■ READING TEXT ■
= = = = = = =

[Mesa-dev] [PATCH 16/78] i965/nir/vec4: Implement store_output intrinsic

Eduardo Lima Mitev elima at igalia.com
Fri Jul 24 04:10:55 PDT 2015


On 07/23/2015 05:39 PM, Jason Ekstrand wrote:
> On Thu, Jul 23, 2015 at 1:01 AM, Eduardo Lima Mitev <elima at igalia.com> wrote:
>> On 07/23/2015 05:20 AM, Jason Ekstrand wrote:
>>> On Wed, Jul 22, 2015 at 4:37 AM, Eduardo Lima Mitev <elima at igalia.com> wrote:
>>>> On 07/13/2015 01:57 PM, Jason Ekstrand wrote:
>>>>> On Wed, Jul 8, 2015 at 11:54 PM, Eduardo Lima Mitev <elima at igalia.com> wrote:
>>>>>> On 06/30/2015 06:51 PM, Jason Ekstrand wrote:
>>>>>>> On Fri, Jun 26, 2015 at 1:06 AM, Eduardo Lima Mitev <elima at igalia.com> wrote:
>>>>>>>> The index into the output_reg array where to store the destination register is
>>>>>>>> fetched from the nir_outputs map built during nir_setup_outputs stage.
>>>>>>>>
>>>>>>>> Bugzilla: https://bugs.freedesktop.org/show_bug.cgi?id=89580
>>>>>>>> ---
>>>>>>>>  src/mesa/drivers/dri/i965/brw_vec4_nir.cpp | 17 +++++++++++++++--
>>>>>>>>  1 file changed, 15 insertions(+), 2 deletions(-)
>>>>>>>>
>>>>>>>> diff --git a/src/mesa/drivers/dri/i965/brw_vec4_nir.cpp b/src/mesa/drivers/dri/i965/brw_vec4_nir.cpp
>>>>>>>> index 8a2d335..55d4490 100644
>>>>>>>> --- a/src/mesa/drivers/dri/i965/brw_vec4_nir.cpp
>>>>>>>> +++ b/src/mesa/drivers/dri/i965/brw_vec4_nir.cpp
>>>>>>>> @@ -520,10 +520,23 @@ vec4_visitor::nir_emit_intrinsic(nir_intrinsic_instr *instr)
>>>>>>>>     }
>>>>>>>>
>>>>>>>>     case nir_intrinsic_store_output_indirect:
>>>>>>>> +      has_indirect = true;
>>>>>>>>        /* fallthrough */
>>>>>>>> -   case nir_intrinsic_store_output:
>>>>>>>> -      /* @TODO: Not yet implemented */
>>>>>>>> +   case nir_intrinsic_store_output: {
>>>>>>>> +      int offset = instr->const_index[0];
>>>>>>>> +      int output = nir_outputs[offset];
>>>>>>>> +
>>>>>>>> +      src = get_nir_src(instr->src[0], nir_output_types[offset]);
>>>>>>>> +      dest = dst_reg(src);
>>>>>>>> +
>>>>>>>> +      dest.writemask = brw_writemask_for_size(instr->num_components);
>>>>>>>> +
>>>>>>>> +      if (has_indirect)
>>>>>>>> +         dest.reladdr = new(mem_ctx) src_reg(get_nir_src(instr->src[1]));
>>>>>>>> +
>>>>>>>> +      output_reg[output] = dest;
>>>>>>>
>>>>>>> I'm very confused about the amount of indirection going on here.  It
>>>>>>> seems to me that we should be setting these outputs up in
>>>>>>> setup_outputs() rather than storring off a map from ints to other ints
>>>>>>> and setting it up here.  I didn't make this comment on the patch for
>>>>>>> setup_outputs() because I wanted to wait to see it used before I
>>>>>>> commented on it.

= = = = = = =

■ DATA RECORDS ■
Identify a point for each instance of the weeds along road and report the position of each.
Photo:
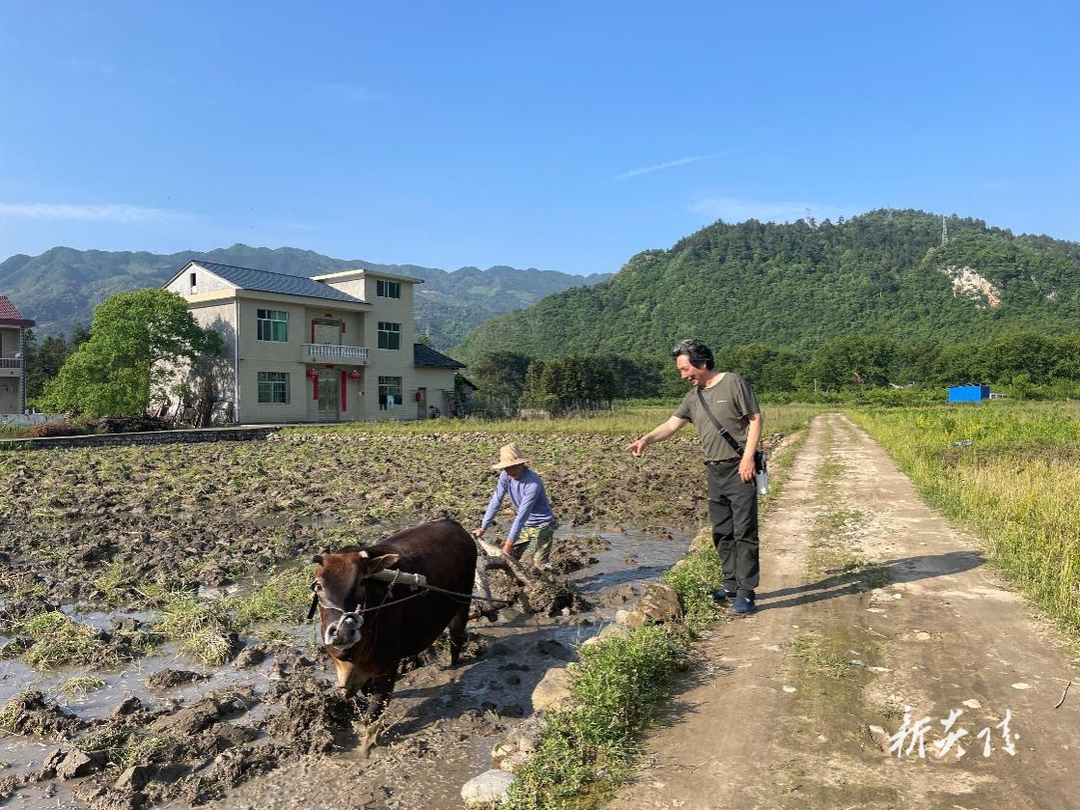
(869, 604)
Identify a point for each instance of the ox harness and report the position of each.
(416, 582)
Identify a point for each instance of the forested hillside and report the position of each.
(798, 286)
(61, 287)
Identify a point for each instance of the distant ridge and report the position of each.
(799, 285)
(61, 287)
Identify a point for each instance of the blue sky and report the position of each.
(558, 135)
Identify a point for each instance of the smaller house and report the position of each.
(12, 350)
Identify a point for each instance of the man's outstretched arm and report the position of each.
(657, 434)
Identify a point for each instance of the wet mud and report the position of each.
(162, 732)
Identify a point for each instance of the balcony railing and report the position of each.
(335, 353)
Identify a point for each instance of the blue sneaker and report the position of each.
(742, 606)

= = = = = = =

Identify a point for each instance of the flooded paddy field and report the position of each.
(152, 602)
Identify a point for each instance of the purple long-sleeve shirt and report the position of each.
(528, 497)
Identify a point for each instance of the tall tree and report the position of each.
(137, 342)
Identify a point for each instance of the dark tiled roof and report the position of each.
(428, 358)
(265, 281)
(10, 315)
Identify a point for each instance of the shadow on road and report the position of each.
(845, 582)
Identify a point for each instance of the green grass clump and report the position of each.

= = = = = = =

■ TO BE DONE ■
In the patch thread, how many insertions and deletions does the change to the single file make?

■ RESPONSE ■
15 insertions and 2 deletions.